> EXERCISE AIM:
Your task is to copy every line of this material exactly.

> EXTRACTED INFORMATION:
....

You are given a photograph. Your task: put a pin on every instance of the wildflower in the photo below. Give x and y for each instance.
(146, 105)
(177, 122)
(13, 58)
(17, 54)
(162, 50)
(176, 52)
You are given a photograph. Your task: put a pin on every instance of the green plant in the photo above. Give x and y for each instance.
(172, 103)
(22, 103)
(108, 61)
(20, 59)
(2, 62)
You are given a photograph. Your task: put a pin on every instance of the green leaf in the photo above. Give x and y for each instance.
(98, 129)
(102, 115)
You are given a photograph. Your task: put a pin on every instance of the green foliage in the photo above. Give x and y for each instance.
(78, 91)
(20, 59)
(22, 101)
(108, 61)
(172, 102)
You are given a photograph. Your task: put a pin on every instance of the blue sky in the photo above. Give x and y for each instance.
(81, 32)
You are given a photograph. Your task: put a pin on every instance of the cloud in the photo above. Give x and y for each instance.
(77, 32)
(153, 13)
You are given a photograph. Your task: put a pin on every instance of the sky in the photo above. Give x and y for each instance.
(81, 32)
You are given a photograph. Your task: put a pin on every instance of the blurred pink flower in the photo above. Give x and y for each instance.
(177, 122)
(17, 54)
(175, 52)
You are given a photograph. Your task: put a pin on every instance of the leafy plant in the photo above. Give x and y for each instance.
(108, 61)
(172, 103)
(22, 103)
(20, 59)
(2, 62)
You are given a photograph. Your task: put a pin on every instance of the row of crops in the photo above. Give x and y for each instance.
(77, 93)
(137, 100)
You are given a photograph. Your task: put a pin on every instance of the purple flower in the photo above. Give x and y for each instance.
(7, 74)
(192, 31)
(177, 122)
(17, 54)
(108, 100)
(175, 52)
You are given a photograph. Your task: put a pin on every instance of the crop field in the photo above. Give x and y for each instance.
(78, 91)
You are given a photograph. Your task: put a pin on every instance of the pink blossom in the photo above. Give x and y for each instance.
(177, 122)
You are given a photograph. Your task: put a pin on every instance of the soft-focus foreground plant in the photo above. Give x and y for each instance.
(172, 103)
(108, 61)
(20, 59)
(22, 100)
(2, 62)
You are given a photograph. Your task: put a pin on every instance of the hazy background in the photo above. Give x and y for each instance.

....

> FULL ANSWER:
You are given a photograph. Your task: put a pin on every instance of the wildflower in the photo below. Give x and y for each instance.
(146, 105)
(177, 122)
(13, 58)
(17, 54)
(162, 50)
(176, 52)
You are given a photograph. Your task: put a pin on every instance of the green plant in the photo above. Give x and y for each instance.
(172, 103)
(22, 103)
(108, 61)
(20, 59)
(2, 62)
You are given a photograph. Your task: put a pin on every instance of the green leaf in the photo above. Give x and y for each instance.
(98, 129)
(102, 115)
You are given a photograph. Your task: put a pin on every instance of the green foliage in the photo above. Give x and y for each instance.
(78, 91)
(20, 59)
(22, 101)
(108, 61)
(172, 102)
You are given a photograph. Your task: put a pin on every instance of the blue sky in the photo above. Give x and y for each instance.
(81, 32)
You are given a photograph. Your task: put a pin on every instance of the cloud in the photo above. Give x and y for each instance.
(77, 32)
(153, 13)
You are given a photograph. Your task: put a pin on every instance of the sky in the photo above. Give x and y for each instance.
(81, 32)
You are given a photograph. Your task: put a pin on every instance of the blurred pink flower in the photo above. Give x and y for each instance.
(177, 122)
(17, 54)
(175, 52)
You are given a photograph. Your task: put a pin on every instance of the leafy plant in the photo above. Give x and y for each instance.
(108, 61)
(172, 103)
(22, 103)
(20, 59)
(2, 62)
You are given a photograph. Your task: put a pin on every instance of the row of crops in the photo above. Give x and y for each instance.
(77, 93)
(137, 100)
You are given a photograph. Your task: put a pin on every instance of the purple flower in the photo above. Give x and y for each instance.
(7, 74)
(192, 31)
(177, 122)
(17, 54)
(108, 100)
(175, 52)
You are given a photograph. Your task: put a pin on every instance of the crop field in the photo above. Give x and y for each instance.
(78, 91)
You are given a photograph. Your task: put a pin on every instance of the pink blossom in the photo above. Give x and y for each instance.
(177, 122)
You are given a photograph. Your task: put a pin on every instance of the soft-focus foreground plant in the photo above. Give x and y for each instance.
(172, 103)
(108, 61)
(20, 59)
(22, 100)
(2, 62)
You are given a photograph. Your task: put a pin on every instance of the hazy background in the photo above. Give x and y for each instance.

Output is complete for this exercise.